WHAT THE TASK ASKS>
An exact restatement of all the data is required, with the pictures left out.

Point localization data:
%%
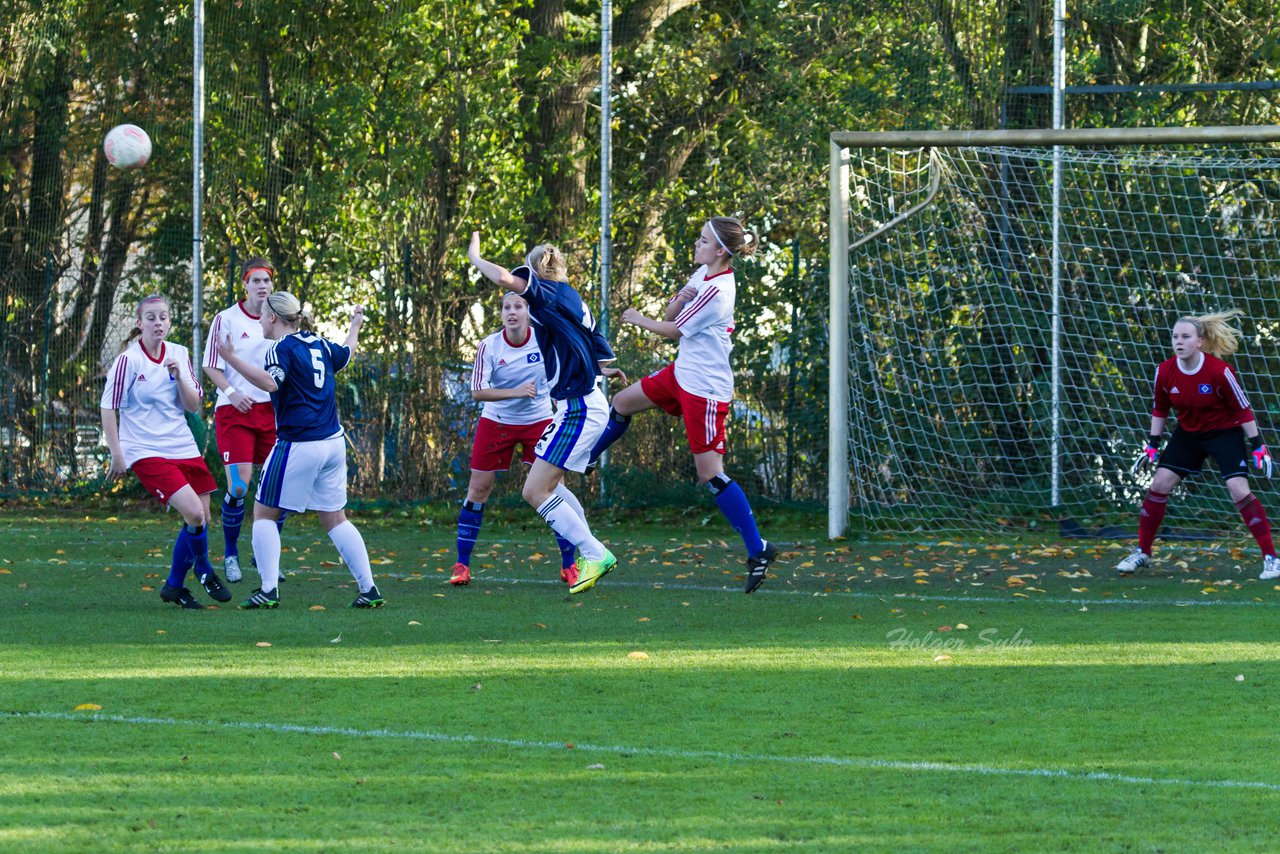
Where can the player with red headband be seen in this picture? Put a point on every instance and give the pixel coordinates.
(243, 419)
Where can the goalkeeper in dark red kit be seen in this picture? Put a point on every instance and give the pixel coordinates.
(1214, 420)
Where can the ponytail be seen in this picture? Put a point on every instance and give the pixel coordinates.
(287, 307)
(1216, 333)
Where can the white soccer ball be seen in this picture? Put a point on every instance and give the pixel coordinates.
(127, 146)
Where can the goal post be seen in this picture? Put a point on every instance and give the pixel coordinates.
(1000, 300)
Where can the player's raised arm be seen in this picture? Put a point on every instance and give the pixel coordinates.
(357, 319)
(252, 373)
(496, 273)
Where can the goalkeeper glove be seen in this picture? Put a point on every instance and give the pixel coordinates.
(1148, 456)
(1261, 456)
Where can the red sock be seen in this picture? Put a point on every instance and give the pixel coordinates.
(1148, 519)
(1256, 519)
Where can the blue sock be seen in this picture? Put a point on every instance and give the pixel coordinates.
(613, 430)
(732, 502)
(469, 529)
(233, 516)
(568, 552)
(197, 543)
(182, 560)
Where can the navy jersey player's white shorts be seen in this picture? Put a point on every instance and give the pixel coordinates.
(577, 423)
(305, 475)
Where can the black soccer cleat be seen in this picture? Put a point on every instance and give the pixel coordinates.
(214, 587)
(370, 598)
(758, 566)
(261, 599)
(179, 597)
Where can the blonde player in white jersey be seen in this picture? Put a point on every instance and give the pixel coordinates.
(243, 419)
(152, 386)
(699, 384)
(510, 377)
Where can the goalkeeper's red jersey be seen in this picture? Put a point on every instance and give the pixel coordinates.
(1207, 398)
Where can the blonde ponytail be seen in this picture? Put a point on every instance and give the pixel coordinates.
(1216, 333)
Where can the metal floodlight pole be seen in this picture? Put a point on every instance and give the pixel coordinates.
(197, 176)
(606, 185)
(837, 369)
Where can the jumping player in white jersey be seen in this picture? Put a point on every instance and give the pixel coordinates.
(243, 419)
(307, 466)
(152, 386)
(574, 354)
(699, 384)
(510, 378)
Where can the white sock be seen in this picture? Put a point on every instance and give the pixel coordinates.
(351, 546)
(562, 491)
(266, 552)
(571, 525)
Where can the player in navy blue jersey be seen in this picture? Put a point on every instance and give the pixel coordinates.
(575, 355)
(307, 466)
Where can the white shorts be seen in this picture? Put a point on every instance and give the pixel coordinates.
(305, 475)
(577, 423)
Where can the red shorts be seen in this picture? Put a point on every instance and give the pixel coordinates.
(704, 418)
(245, 437)
(496, 443)
(163, 478)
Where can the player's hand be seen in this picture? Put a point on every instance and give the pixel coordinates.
(686, 295)
(1261, 457)
(115, 469)
(170, 364)
(1147, 459)
(240, 400)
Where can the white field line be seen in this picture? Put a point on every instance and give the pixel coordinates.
(671, 753)
(771, 589)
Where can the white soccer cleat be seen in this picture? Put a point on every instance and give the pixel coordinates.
(1137, 560)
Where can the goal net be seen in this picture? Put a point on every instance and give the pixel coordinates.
(999, 309)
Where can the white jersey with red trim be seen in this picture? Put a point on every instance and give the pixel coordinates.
(246, 332)
(152, 423)
(705, 325)
(501, 364)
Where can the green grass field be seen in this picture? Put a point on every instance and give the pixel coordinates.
(871, 697)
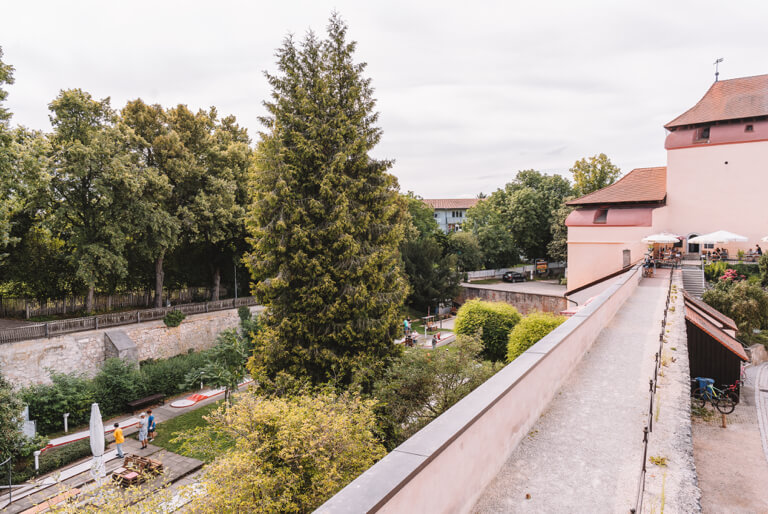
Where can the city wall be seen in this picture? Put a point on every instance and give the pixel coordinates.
(523, 302)
(28, 362)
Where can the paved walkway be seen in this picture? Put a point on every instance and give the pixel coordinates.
(584, 453)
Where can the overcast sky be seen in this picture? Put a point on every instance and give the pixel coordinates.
(469, 92)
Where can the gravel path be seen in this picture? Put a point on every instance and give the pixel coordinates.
(584, 453)
(730, 462)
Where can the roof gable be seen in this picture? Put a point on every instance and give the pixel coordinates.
(451, 203)
(641, 185)
(732, 99)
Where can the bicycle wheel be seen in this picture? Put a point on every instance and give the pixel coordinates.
(699, 398)
(724, 404)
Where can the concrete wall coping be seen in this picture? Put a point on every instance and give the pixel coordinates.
(375, 487)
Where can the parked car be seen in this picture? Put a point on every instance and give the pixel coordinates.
(513, 276)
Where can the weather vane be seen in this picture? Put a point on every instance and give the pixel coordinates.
(717, 71)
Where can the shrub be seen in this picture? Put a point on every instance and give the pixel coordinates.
(51, 460)
(167, 375)
(174, 318)
(117, 383)
(743, 301)
(494, 320)
(71, 393)
(529, 331)
(763, 266)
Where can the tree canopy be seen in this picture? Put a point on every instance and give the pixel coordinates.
(326, 220)
(593, 173)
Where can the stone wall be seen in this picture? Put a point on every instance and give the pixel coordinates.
(28, 362)
(523, 302)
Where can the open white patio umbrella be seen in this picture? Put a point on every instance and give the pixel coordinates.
(661, 238)
(721, 236)
(98, 472)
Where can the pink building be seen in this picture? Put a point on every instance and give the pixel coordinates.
(716, 178)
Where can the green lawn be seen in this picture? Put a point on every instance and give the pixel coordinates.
(187, 421)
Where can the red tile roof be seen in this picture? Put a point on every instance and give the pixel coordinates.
(716, 333)
(733, 99)
(710, 311)
(641, 185)
(451, 203)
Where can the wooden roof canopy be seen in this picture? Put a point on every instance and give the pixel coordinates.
(726, 100)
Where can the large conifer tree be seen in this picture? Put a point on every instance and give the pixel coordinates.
(326, 219)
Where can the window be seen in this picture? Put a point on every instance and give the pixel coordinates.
(702, 135)
(601, 216)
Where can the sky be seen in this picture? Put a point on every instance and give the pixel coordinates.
(468, 92)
%%
SOLUTION BELOW>
Where can the player with red headband be seen in this picture? Put a point on every instance and give the pixel coordinates.
(243, 419)
Where can the goalkeeper in dark red kit be seen in this picture? Put a point on every instance and give the pixel coordinates.
(1214, 420)
Where can the ponytail be seen in this picture? Put a point on every instance and give the pixel coordinates.
(287, 307)
(1216, 333)
Where can the white soccer ball be seen in this picture? Put a point on every instance and give the pixel coordinates.
(127, 146)
Where can the goal post be seen in this picture? Put a point on every instance and give the pixel coordinates.
(1000, 300)
Where can the player's raised arm be seen in this picture? Put a point on every instance and give the pixel coordinates.
(357, 319)
(252, 373)
(496, 273)
Where can the goalkeeper glove be seen in this picture? Put a point on every instance and give the pixel coordinates.
(1148, 456)
(1261, 456)
Where can the red sock be seen in this picture? Put a point on every instance and give the pixel coordinates.
(1148, 519)
(1256, 519)
Where can the blue sock be seen in this picture? Put a point on every instance and give the pixel coordinates.
(613, 430)
(732, 502)
(469, 529)
(233, 516)
(568, 552)
(197, 543)
(182, 560)
Where can the navy jersey player's white shorts be seen in this picture? Put a point on every instance and give the pixel coordinates.
(577, 423)
(305, 475)
Where can the black soccer cleat be seen in this picture? Put a point on every instance and give the pixel coordinates.
(214, 587)
(370, 598)
(758, 566)
(261, 599)
(179, 597)
Where can the blonde player in white jersey be seen in this picture? Put a point on every instance and give the pixel coordinates.
(243, 419)
(152, 386)
(699, 384)
(510, 377)
Where can the goalkeeper's red jersey be seen in this picture? Put a point on every instance and give the pixel coordinates.
(1207, 398)
Where can the blonde ponytail be seen in this picture? Put a point on every instance and give the pixel coordinates.
(1216, 333)
Where can the metal floodlight pole be seen in this picture? Put a point on every instance and give the pixel coordinates.
(197, 176)
(606, 185)
(837, 369)
Where can the jumping player in white jersey be seen in this picture? Put a point on every instance and give the pixel coordinates.
(243, 419)
(307, 466)
(152, 386)
(574, 354)
(699, 384)
(510, 378)
Where can the white sock be seen in this picture? Put a point on every instance and give the pixel coordinates.
(351, 546)
(562, 491)
(266, 552)
(571, 525)
Where can the player in navy blue jersey be seen in this picture? Put a point on every instance and give the pixel coordinates.
(575, 355)
(307, 466)
Where can the white shorts be seen in this picture? Put a point on every instance and give the pixel coordinates.
(305, 475)
(577, 423)
Where can the red shorts be seen in this picture? Put a point on every instance and give the pixel coordinates.
(704, 418)
(245, 437)
(496, 443)
(163, 478)
Where can the player's hand be seen in this picture? Put a point on every instance and give the pixel coordinates.
(686, 295)
(1261, 457)
(115, 469)
(170, 364)
(1147, 459)
(240, 400)
Where can the white field line be seen in this picture? Put a point on every instance and give the pixel coordinates.
(671, 753)
(771, 589)
Where can the white soccer cleat be seen in this picture? Put a point on every instance and give the pixel coordinates.
(1137, 560)
Where can the goal net be seen in this picture? Put a point on every instance and give the pixel coordinates.
(999, 309)
Where can the white jersey with red trim be seen in this picture? Put a point on every instance and give the pixel coordinates.
(246, 332)
(152, 423)
(705, 325)
(501, 364)
Where can the green grass field be seen in this picture? Put a point on every instance and give the pixel coordinates.
(871, 697)
Where can the city wall be seen in this picture? Put a point on every instance and give the pixel coordinates.
(523, 302)
(28, 362)
Where can the paved walkway be seen in this picture? Put a point on every instance and give the pixel coordinates.
(584, 453)
Where can the overcast sky be seen in this picture? Put a point on every instance and give the pixel coordinates.
(469, 92)
Where can the gravel path be seen in this picture? Put a point on every instance and give the pixel coordinates.
(584, 453)
(730, 462)
Where can the roof gable be seen in this picture? Put a point on every instance and give the pixel coordinates.
(451, 203)
(641, 185)
(732, 99)
Where can the bicycle wheel be seen in this picture? Put a point on every instance and give the pixel coordinates.
(699, 398)
(724, 404)
Where can the concrete wall coping be seen in this picture? Put a point on every instance and give the pixel coordinates.
(375, 487)
Where can the parked car be seen in this picture? Put a point on every instance and give the pixel coordinates.
(513, 276)
Where can the weather vane be seen in this picture? Put a point on every instance and give the pixel coordinates.
(717, 71)
Where can the shrub be seen in this picture? Put a point on every instance and give the pixel coordinates.
(51, 460)
(167, 375)
(174, 318)
(117, 383)
(743, 301)
(494, 320)
(71, 393)
(529, 331)
(763, 266)
Where can the tree canopy be seen in this picture? Put a point on every instance and give the pixel coordinates.
(326, 220)
(593, 173)
Where can the stone wall be seen in this picture? Put a point on every instance and give the pixel coordinates.
(28, 362)
(523, 302)
Where can the open white patio umbrella be seen in this picture? Put a point on every instance and give the pixel coordinates.
(661, 238)
(721, 236)
(98, 472)
Where can the pink building be seen in this picture? Put a point on every instance and give the pixel coordinates.
(716, 178)
Where can the green lawn be seen in this picture? Put a point on every instance and give the pixel coordinates.
(187, 421)
Where can the red tile roof be seen in this picture? Put a point on every instance and give the pixel coordinates.
(716, 333)
(733, 99)
(710, 311)
(641, 185)
(451, 203)
Where can the wooden roof canopy be seen in this picture? Put a point on every instance and give the pixel coordinates.
(726, 100)
Where can the large conifer tree be seen in this picture? Put a point on every instance and give the pixel coordinates.
(326, 219)
Where can the window be seen in this picture? Put a point on every instance and give the pixel coordinates.
(702, 135)
(601, 216)
Where can the sky be seen in this picture? Put a point on every instance and give the pixel coordinates.
(468, 92)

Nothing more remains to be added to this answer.